● PROBLEM STATEMENT:
Copy the passage of the Java 8 stream thread from "I don’t get" to "input.stream().map(i -> crazyFunction(i))" word for word.

● DOCUMENT TEXT:

[start]

Return empty element from Java 8 map operation

Question

Using Java 8 stream what is the best way to map a List<Integer> when you have no output for the input Integer ?

Simply return null? But now my output list size will be smaller than my input size...

    List<Integer> input = Arrays.asList(0,1,2,3);
    List<Integer> output = input.stream()
                                .map(i -> { 
                                    Integer out = crazyFunction(i);
                                    if(out == null || out.equals(0))
                                        return null;
                                    return Optional.of(out);
                                    })
                                .collect(Collectors.toList());

score 80 · Accepted Answer · answered Jul 28 '14 at 09:35

I don’t get why you (and all answers) make it so complicated. You have a mapping operation and a filtering operation. So the easiest way is to just apply these operation one after another. And unless your method already returns an Optional, there is no need to deal with Optional.

input.stream().map(i -> crazyFunction(i))
              .filter(out -> out!=null && !out.equals(0))
              .collect(Collectors.toList());

It may be simplified to

input.stream().map(context::crazyFunction)
              .filter(out -> out!=null && !out.equals(0))
              .collect(Collectors.toList());

But you seem to have a more theoretical question about what kind of List to generate, one with placeholders for absent values or one with a different size than the input list.

[end]

● GIVEN INFORMATION:
[start]

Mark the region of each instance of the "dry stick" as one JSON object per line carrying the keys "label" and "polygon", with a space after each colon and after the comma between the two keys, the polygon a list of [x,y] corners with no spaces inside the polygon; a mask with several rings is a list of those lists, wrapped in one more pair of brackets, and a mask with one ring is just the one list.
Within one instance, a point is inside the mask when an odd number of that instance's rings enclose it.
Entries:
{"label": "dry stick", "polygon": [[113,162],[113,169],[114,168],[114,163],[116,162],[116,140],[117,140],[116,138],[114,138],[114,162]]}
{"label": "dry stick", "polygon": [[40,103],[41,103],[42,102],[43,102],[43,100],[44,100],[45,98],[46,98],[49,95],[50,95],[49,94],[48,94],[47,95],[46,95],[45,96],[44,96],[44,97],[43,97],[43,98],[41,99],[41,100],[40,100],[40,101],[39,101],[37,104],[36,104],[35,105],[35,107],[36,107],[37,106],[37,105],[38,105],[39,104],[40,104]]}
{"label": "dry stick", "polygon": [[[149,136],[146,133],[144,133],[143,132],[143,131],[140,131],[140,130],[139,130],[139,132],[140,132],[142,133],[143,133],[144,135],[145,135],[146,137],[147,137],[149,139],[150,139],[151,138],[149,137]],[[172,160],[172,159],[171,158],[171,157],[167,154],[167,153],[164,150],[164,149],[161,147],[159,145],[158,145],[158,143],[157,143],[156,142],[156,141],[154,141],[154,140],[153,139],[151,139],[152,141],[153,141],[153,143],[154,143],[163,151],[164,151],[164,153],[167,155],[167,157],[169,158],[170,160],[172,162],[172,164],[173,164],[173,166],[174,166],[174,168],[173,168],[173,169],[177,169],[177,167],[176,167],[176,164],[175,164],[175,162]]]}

[end]

● TASK ANSWER:
I don’t get why you (and all answers) make it so complicated. You have a mapping operation and a filtering operation. So the easiest way is to just apply these operation one after another. And unless your method already returns an Optional, there is no need to deal with Optional.

input.stream().map(i -> crazyFunction(i))